_What is required_: Could you copy the material below word for word, from its first line up to and including the line with "[1103, 312]"?

_Data for the task_:
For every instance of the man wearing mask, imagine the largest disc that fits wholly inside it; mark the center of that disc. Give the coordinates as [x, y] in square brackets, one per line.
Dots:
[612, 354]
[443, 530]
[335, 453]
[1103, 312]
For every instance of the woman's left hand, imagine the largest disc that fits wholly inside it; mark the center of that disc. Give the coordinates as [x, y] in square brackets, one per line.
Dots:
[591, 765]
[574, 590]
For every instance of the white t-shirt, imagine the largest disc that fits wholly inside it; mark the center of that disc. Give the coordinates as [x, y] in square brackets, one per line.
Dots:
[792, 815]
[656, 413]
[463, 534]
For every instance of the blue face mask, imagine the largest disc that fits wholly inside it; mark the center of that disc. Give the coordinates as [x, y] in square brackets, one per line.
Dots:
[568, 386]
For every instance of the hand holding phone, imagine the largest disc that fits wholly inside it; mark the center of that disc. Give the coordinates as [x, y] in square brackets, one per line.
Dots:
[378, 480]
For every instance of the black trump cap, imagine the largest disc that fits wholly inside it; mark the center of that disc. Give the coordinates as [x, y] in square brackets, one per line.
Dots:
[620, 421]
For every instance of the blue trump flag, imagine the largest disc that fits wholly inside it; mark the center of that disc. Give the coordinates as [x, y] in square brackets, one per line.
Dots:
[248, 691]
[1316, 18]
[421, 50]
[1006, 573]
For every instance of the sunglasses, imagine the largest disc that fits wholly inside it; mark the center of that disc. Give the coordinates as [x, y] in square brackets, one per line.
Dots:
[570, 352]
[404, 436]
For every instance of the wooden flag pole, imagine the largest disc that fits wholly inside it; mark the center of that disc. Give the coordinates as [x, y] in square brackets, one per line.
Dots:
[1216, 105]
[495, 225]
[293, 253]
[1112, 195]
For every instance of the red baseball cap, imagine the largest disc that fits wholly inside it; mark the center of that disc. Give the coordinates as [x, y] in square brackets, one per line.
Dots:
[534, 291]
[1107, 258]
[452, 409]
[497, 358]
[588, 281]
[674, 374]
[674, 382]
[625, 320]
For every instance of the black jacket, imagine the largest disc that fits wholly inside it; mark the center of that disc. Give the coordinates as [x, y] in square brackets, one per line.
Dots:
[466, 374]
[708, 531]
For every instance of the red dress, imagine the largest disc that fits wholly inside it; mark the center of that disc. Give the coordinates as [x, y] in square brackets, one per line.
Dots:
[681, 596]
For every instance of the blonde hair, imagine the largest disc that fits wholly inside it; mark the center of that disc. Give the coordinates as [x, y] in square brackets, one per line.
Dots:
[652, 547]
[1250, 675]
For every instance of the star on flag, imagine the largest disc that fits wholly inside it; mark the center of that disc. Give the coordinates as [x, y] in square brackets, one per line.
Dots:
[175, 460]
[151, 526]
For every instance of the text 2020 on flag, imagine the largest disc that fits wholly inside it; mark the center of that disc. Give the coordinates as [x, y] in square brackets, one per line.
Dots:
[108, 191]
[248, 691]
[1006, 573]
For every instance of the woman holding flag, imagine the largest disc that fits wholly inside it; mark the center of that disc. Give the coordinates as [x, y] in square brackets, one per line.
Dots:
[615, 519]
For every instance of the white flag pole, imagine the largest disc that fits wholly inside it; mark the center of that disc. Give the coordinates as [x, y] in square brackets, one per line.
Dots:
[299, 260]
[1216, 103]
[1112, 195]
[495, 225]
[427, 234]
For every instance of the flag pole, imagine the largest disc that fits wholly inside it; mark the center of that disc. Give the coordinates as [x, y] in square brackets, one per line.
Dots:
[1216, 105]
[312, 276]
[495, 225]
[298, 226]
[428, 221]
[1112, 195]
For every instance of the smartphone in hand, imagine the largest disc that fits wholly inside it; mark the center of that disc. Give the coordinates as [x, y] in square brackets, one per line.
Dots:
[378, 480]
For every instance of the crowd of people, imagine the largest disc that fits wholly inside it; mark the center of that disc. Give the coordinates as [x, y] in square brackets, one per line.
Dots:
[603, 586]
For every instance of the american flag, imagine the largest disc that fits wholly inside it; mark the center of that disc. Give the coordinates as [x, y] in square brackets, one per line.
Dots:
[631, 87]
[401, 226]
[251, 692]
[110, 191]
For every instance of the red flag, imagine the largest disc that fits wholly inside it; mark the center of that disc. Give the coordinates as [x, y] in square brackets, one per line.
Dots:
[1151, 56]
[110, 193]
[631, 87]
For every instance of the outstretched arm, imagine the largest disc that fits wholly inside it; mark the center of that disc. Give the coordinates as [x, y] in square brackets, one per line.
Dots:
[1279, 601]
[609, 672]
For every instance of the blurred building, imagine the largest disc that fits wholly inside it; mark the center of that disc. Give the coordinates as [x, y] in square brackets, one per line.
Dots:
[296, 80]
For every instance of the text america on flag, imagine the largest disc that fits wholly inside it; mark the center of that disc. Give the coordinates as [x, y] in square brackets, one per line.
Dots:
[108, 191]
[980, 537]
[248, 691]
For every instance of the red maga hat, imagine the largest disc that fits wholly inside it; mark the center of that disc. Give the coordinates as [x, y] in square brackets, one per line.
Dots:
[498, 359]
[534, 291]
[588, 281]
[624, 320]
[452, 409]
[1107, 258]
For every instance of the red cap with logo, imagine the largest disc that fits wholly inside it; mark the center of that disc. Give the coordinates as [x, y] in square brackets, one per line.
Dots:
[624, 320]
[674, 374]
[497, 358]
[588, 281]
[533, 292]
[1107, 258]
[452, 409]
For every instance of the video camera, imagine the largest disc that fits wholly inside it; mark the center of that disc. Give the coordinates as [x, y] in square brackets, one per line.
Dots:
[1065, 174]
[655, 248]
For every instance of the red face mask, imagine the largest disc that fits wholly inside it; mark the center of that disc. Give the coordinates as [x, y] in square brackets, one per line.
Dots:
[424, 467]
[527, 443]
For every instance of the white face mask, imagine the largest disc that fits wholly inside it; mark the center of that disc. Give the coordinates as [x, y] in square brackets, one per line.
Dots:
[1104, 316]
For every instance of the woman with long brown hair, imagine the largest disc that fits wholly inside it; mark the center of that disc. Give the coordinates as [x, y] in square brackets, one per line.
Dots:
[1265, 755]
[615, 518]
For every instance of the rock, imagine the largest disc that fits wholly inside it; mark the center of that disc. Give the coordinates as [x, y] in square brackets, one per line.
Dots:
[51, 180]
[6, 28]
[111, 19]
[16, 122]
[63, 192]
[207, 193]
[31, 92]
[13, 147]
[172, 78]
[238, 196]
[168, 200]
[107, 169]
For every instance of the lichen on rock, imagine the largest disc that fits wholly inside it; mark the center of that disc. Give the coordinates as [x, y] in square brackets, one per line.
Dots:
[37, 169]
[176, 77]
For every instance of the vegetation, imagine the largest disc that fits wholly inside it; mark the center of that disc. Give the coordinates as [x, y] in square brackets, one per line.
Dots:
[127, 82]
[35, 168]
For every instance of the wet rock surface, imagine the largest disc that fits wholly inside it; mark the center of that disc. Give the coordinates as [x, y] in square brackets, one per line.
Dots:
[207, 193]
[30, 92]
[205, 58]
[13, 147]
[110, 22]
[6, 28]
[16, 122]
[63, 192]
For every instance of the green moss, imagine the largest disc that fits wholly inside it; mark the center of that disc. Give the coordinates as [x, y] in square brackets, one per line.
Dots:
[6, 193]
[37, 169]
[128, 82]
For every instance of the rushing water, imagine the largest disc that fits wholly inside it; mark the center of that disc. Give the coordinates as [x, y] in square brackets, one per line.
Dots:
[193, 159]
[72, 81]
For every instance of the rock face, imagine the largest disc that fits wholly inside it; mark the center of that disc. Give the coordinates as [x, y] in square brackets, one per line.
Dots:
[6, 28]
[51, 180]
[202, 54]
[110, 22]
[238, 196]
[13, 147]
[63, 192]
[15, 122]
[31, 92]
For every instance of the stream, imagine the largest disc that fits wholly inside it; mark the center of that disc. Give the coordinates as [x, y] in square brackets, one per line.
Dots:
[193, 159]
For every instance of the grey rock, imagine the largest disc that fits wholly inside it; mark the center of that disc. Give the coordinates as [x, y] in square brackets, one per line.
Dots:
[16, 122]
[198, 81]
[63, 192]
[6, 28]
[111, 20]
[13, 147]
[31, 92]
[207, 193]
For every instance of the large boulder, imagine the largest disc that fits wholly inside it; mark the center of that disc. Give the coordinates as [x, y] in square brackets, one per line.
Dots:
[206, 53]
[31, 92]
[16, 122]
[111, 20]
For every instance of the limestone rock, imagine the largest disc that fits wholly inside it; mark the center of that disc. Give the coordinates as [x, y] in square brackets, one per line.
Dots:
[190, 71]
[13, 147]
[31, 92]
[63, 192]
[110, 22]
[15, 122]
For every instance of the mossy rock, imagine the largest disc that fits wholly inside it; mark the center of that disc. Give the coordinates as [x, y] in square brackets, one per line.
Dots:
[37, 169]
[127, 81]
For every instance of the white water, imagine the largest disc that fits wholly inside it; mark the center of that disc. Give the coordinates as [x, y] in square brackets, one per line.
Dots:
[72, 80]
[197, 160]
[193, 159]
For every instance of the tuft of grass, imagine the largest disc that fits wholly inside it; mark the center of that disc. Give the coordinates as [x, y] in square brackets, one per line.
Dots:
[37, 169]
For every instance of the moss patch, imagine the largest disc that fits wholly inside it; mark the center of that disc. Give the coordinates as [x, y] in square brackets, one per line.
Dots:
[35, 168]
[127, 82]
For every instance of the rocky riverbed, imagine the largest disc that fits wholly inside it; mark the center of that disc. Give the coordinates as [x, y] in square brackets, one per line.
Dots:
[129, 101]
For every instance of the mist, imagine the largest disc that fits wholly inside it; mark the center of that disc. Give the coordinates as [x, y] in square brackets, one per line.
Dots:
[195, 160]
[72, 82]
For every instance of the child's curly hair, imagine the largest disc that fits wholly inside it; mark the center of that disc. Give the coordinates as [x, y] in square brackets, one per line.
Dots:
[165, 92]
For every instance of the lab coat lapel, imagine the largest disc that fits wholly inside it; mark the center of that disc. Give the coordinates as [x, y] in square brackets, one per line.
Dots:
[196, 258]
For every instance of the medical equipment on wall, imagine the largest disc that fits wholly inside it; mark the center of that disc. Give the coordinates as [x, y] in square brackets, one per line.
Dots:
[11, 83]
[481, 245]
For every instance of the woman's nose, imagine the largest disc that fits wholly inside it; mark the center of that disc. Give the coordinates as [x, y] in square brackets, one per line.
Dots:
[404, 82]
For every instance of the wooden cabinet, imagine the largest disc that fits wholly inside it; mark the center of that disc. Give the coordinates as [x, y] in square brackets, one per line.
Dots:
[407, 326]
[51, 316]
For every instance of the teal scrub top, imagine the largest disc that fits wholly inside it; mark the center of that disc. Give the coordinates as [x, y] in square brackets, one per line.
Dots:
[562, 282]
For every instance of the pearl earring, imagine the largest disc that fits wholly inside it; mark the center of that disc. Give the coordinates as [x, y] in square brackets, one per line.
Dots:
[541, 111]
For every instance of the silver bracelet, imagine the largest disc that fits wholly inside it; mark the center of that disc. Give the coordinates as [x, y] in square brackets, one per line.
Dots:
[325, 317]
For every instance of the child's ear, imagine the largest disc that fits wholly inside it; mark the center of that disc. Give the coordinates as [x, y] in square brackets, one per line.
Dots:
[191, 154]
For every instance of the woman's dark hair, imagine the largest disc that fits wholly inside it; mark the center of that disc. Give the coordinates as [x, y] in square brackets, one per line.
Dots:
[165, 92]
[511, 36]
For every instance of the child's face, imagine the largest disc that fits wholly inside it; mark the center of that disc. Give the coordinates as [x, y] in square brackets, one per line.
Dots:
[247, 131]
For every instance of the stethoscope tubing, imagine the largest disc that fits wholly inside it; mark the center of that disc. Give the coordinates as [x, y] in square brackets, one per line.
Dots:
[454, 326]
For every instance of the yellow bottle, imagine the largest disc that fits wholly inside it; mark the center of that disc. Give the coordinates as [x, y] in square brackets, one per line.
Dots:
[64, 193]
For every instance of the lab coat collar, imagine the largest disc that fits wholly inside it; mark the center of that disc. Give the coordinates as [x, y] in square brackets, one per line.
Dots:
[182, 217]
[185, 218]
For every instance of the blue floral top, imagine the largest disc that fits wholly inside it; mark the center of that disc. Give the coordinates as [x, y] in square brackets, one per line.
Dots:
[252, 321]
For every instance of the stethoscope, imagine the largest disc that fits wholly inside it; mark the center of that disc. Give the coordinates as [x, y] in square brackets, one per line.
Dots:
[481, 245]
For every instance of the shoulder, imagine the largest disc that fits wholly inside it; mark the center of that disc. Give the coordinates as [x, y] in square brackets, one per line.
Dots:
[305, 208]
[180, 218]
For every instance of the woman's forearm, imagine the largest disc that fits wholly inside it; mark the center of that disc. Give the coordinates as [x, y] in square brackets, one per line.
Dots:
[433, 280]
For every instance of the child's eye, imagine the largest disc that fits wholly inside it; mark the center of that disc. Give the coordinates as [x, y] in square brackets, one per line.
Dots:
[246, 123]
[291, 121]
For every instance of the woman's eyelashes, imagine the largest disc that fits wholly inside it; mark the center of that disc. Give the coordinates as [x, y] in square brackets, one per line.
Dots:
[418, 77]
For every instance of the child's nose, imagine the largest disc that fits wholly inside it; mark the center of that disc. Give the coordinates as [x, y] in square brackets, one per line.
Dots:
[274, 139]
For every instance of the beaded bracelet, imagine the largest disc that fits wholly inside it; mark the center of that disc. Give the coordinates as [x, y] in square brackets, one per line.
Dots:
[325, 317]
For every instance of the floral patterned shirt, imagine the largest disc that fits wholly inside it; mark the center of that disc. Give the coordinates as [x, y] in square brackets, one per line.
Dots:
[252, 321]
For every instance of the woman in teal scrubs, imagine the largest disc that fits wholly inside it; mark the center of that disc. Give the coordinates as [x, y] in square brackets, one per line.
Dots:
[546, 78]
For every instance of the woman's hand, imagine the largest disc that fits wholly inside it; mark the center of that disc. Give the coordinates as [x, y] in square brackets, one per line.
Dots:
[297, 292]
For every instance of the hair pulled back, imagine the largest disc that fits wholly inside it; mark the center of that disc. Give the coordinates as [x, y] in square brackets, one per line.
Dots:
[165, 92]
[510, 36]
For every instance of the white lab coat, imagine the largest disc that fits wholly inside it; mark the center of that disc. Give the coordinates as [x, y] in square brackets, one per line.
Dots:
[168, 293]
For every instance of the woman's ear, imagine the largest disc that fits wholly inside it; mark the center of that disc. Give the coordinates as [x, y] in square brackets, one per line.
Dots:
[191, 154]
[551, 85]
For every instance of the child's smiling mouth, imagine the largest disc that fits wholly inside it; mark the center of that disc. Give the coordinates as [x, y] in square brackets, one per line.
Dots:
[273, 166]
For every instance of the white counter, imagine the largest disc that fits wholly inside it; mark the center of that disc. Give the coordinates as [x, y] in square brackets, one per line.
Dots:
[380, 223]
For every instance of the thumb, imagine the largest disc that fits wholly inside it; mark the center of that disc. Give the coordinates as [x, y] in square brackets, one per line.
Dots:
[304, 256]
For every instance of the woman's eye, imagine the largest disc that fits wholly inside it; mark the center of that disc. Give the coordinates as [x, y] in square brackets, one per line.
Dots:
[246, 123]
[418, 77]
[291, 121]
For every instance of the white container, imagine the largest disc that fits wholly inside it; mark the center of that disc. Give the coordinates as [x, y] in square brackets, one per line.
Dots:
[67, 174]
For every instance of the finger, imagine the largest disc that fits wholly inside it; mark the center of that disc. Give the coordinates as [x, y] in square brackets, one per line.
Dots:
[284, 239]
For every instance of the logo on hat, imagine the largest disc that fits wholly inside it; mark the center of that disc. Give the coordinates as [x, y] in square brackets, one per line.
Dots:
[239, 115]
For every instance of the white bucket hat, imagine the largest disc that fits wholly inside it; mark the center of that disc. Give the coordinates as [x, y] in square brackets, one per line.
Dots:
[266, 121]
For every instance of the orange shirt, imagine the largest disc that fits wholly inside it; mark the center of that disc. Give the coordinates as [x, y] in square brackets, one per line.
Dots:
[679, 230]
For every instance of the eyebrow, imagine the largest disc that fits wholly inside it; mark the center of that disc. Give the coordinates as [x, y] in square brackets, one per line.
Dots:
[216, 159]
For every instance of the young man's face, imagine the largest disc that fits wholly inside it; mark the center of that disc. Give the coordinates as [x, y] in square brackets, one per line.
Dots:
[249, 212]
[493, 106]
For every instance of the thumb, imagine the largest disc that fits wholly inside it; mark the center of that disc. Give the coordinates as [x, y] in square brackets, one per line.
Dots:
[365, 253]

_Full output_:
For every instance of the man wearing mask, imagine the largest disc that fits wholly inside it; mark the center of that disc. Give the coordinates as [x, y] in square brackets, one per line.
Dots:
[612, 354]
[443, 530]
[335, 453]
[1103, 312]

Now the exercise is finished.